#### [DATASET ENTRIES]
□ □ □ □ □ □ □

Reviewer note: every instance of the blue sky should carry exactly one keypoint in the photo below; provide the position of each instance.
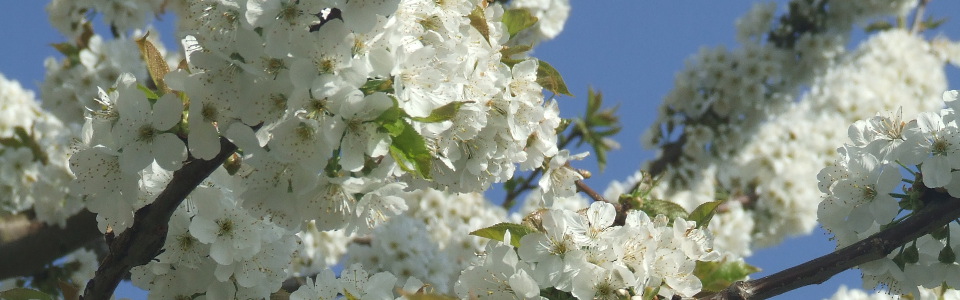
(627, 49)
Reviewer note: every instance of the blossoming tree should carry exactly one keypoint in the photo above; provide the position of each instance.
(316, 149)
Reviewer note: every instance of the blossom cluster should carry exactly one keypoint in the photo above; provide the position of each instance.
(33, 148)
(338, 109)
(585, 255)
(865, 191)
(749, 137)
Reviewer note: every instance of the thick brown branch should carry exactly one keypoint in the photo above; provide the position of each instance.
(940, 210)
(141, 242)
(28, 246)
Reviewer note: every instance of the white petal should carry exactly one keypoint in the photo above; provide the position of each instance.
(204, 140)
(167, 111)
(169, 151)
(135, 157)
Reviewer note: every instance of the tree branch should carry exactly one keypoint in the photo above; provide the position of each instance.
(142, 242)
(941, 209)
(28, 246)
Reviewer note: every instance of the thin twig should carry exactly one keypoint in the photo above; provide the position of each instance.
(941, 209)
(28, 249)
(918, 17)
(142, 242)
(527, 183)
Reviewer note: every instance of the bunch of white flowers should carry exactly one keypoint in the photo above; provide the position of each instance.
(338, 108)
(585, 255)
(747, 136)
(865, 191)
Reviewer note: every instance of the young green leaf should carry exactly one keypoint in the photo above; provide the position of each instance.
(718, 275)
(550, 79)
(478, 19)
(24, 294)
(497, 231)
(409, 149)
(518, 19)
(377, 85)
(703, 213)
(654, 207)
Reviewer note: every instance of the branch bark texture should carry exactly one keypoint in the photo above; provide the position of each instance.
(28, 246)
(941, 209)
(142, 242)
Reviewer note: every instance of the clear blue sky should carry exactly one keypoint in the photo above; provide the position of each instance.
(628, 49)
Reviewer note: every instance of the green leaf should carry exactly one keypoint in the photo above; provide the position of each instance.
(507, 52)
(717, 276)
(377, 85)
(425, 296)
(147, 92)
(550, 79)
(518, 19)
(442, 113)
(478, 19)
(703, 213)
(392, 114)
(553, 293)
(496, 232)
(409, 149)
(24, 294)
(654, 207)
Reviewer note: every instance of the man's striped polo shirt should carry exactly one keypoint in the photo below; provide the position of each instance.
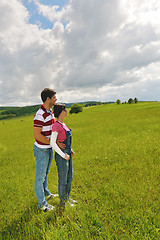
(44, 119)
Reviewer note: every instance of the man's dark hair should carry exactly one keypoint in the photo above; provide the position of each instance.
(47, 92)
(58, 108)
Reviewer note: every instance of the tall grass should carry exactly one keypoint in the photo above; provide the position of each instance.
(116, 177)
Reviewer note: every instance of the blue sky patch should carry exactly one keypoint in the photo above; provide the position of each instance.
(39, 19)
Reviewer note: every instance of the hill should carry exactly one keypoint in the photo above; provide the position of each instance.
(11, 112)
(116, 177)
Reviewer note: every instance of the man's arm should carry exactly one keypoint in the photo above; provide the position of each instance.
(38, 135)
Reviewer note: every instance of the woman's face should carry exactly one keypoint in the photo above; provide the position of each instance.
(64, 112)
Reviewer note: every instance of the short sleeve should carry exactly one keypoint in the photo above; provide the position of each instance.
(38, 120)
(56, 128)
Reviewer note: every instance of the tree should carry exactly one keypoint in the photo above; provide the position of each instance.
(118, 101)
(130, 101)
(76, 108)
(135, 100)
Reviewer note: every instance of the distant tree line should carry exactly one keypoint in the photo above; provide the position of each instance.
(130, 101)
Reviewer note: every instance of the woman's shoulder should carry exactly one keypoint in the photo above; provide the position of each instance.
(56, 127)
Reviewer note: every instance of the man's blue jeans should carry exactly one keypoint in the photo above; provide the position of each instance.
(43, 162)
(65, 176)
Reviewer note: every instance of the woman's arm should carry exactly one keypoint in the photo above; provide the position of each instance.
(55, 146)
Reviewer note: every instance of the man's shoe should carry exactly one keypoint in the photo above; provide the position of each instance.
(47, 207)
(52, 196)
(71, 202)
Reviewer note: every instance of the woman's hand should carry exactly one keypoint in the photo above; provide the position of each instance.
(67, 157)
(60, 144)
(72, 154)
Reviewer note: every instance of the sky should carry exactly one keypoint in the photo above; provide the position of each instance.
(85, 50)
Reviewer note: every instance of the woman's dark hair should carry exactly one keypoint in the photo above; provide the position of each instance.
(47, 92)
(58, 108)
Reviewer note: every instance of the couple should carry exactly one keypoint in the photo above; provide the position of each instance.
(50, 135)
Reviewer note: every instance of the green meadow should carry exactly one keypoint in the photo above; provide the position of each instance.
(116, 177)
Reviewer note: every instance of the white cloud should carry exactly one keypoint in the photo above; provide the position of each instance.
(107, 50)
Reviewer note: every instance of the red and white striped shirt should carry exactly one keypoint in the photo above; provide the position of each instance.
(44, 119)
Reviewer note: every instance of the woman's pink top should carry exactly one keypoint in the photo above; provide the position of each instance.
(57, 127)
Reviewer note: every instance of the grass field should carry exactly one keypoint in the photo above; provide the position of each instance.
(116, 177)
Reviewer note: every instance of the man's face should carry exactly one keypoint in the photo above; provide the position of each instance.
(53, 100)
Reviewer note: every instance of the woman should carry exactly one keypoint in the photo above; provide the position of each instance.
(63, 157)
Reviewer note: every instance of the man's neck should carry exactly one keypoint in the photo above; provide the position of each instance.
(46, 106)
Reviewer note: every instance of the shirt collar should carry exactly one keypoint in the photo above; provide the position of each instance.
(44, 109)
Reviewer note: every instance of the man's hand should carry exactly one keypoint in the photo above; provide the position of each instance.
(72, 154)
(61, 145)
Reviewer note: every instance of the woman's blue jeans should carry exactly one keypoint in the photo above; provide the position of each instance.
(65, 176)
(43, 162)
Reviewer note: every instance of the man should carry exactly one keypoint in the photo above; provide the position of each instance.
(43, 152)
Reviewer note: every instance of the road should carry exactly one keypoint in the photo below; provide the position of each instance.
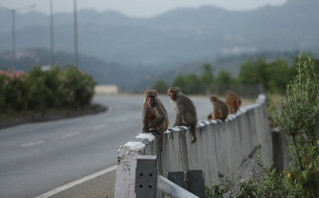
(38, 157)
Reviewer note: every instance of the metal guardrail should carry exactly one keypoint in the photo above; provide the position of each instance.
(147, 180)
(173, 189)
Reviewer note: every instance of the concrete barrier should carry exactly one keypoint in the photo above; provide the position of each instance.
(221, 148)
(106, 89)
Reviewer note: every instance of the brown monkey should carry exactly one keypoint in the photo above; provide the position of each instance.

□ □ □ □ □ □ □

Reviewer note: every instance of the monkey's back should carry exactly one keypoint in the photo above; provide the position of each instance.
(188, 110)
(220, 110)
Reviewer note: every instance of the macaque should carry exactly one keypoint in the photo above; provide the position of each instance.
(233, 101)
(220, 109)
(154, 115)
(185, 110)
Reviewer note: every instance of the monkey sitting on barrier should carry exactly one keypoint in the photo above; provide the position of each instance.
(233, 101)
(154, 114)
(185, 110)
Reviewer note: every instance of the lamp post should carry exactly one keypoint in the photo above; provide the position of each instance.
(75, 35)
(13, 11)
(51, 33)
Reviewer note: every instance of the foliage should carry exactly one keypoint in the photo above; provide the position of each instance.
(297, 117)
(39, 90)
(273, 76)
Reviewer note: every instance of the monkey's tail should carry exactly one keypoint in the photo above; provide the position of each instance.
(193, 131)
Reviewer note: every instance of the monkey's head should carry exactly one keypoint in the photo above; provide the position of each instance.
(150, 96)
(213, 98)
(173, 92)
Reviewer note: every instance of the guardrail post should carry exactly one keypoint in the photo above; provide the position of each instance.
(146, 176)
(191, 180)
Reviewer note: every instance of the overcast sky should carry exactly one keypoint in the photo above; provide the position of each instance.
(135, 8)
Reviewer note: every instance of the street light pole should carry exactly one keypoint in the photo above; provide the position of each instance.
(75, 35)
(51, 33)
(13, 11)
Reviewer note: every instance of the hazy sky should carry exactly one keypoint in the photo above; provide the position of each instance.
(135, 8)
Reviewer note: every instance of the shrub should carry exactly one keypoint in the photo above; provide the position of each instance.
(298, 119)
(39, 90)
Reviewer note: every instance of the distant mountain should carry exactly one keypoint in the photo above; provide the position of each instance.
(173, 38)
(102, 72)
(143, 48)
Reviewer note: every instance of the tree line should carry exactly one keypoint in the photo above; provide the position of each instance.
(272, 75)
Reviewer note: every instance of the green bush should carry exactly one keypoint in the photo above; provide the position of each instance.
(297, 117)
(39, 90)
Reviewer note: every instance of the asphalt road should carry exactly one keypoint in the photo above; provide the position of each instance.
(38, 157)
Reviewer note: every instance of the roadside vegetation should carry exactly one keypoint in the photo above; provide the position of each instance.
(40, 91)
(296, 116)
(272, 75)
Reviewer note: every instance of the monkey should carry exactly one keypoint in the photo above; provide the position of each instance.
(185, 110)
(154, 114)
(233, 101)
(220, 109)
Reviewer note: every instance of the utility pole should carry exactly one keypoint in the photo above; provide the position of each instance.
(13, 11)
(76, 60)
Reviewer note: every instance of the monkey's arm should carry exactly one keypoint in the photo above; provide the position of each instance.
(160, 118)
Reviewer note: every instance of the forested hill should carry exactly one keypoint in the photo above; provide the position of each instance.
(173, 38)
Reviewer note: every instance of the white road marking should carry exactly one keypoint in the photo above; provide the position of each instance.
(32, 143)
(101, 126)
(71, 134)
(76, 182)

□ □ □ □ □ □ □

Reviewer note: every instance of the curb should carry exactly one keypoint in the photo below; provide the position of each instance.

□ □ □ □ □ □ □

#### [AIM OF THE TASK]
Please count the lines in the entries above that contain the string "green", treating uppercase and lowercase as different, and reply with that number alone.

#### [FINISHED TASK]
4